Written request: Can you convert every line of the rows below into a Markdown table with two columns, Number and Entry, skipping blank lines and numbering the lines in order?

Provided data:
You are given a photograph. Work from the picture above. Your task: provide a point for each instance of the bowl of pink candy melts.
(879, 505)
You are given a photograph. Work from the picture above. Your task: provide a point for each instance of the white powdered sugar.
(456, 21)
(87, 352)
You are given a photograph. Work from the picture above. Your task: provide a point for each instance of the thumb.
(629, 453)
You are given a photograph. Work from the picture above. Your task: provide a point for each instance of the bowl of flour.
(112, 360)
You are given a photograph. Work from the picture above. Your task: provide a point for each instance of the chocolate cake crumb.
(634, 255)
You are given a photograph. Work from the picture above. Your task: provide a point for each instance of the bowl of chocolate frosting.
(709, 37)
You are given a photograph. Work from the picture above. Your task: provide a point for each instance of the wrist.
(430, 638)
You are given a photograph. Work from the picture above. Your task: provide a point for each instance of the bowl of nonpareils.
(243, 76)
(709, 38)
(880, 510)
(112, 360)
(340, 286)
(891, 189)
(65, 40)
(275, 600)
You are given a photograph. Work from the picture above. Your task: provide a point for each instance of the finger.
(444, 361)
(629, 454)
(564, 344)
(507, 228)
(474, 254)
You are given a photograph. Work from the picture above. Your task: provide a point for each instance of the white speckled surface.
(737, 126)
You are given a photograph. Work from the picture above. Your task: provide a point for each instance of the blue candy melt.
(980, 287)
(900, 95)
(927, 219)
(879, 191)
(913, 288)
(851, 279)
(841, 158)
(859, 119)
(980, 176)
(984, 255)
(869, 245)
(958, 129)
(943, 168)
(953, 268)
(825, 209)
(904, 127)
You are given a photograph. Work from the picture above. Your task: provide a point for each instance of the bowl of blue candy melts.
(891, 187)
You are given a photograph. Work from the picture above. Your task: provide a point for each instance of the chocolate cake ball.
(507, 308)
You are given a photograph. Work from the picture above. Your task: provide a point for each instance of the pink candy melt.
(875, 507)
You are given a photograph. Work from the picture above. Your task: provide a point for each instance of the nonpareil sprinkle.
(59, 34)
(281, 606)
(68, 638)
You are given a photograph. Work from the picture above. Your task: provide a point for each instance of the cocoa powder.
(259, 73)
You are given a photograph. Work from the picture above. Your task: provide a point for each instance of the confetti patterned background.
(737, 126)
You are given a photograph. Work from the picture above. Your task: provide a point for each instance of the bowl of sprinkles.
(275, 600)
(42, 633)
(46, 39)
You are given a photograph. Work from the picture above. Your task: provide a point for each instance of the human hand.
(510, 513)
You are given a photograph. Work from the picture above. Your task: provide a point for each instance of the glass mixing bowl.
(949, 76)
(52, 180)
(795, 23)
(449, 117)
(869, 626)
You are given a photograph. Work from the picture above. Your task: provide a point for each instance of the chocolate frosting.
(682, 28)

Solution to the exercise:
| Number | Entry |
|---|---|
| 1 | You are given a photograph. Work from the picture above. Your task: provide a point for each instance of the bowl of pink candy melts. |
| 2 | (879, 505) |
| 3 | You are given a photograph. Work from the picture above. Your task: provide a point for each instance of the white powdered sugar. |
| 4 | (456, 21) |
| 5 | (87, 352) |
| 6 | You are given a photograph. Work from the picture above. Your task: provide a point for each instance of the thumb. |
| 7 | (629, 453) |
| 8 | You are given a photograph. Work from the picture above. Your task: provide a point for each instance of the bowl of flour. |
| 9 | (112, 360) |
| 10 | You are given a photograph. Work from the picture above. Your task: provide a point for each instance of the chocolate cake crumb. |
| 11 | (634, 255) |
| 12 | You are given a photograph. Work from the picture above. Your task: provide a point for each instance of the bowl of chocolate frosting. |
| 13 | (709, 37) |
| 14 | You are given a photograph. Work from the picture above. Your task: provide a point for each instance of the wrist. |
| 15 | (430, 638) |
| 16 | You are given a photograph. Work from the picture above. Your task: provide a point for each instance of the bowl of nonpareils. |
| 17 | (243, 76) |
| 18 | (709, 38) |
| 19 | (880, 510) |
| 20 | (112, 360) |
| 21 | (340, 286) |
| 22 | (891, 189) |
| 23 | (65, 40) |
| 24 | (275, 600) |
| 25 | You are given a photograph. Work from the picture above. Your task: provide a point for each instance of the finger. |
| 26 | (444, 361) |
| 27 | (629, 454) |
| 28 | (564, 344) |
| 29 | (507, 228) |
| 30 | (474, 254) |
| 31 | You are given a photograph. Work from the picture above. Your task: provide a point for each instance of the white speckled surface. |
| 32 | (737, 126) |
| 33 | You are given a photograph. Work from the picture above. Your task: provide a point for each instance of the blue candy melt. |
| 34 | (980, 287) |
| 35 | (900, 95) |
| 36 | (927, 219) |
| 37 | (879, 191) |
| 38 | (913, 288) |
| 39 | (851, 279) |
| 40 | (841, 158) |
| 41 | (859, 119) |
| 42 | (980, 176) |
| 43 | (984, 255) |
| 44 | (869, 245) |
| 45 | (958, 129) |
| 46 | (943, 168) |
| 47 | (953, 268) |
| 48 | (825, 209) |
| 49 | (904, 127) |
| 50 | You are given a photograph. Work from the picture above. Your task: provide a point for each instance of the bowl of blue candy melts. |
| 51 | (891, 187) |
| 52 | You are given a photograph. Work from the picture above. Your task: provide a point for each instance of the chocolate cake ball. |
| 53 | (507, 308) |
| 54 | You are given a photograph. Work from the picture above. Your task: provide a point for each instance of the pink candy melt. |
| 55 | (875, 507) |
| 56 | You are given a photograph. Work from the picture above. Your task: provide a point for each instance of the nonpareil sprinkle. |
| 57 | (59, 34) |
| 58 | (281, 606) |
| 59 | (68, 638) |
| 60 | You are given a photograph. Work from the picture above. Your task: provide a point for each instance of the cocoa powder. |
| 61 | (259, 73) |
| 62 | You are given a photograph. Work from the picture above. Your task: provide a point for each instance of the confetti patterned background. |
| 63 | (737, 126) |
| 64 | You are given a photograph. Work from the picture above. Your task: provide a point for each instance of the bowl of sprinkles. |
| 65 | (275, 600) |
| 66 | (42, 633) |
| 67 | (46, 39) |
| 68 | You are given a photograph. Work from the picture above. Your task: provide a point for each instance of the human hand. |
| 69 | (510, 513) |
| 70 | You are given a photograph. Work from the picture above. Your task: provide a point for each instance of the glass mixing bowl. |
| 71 | (949, 76) |
| 72 | (52, 180) |
| 73 | (795, 23) |
| 74 | (449, 117) |
| 75 | (869, 626) |
| 76 | You are given a photograph. Work from the picture above. Your task: provide a point for each instance of the chocolate frosting. |
| 77 | (682, 28) |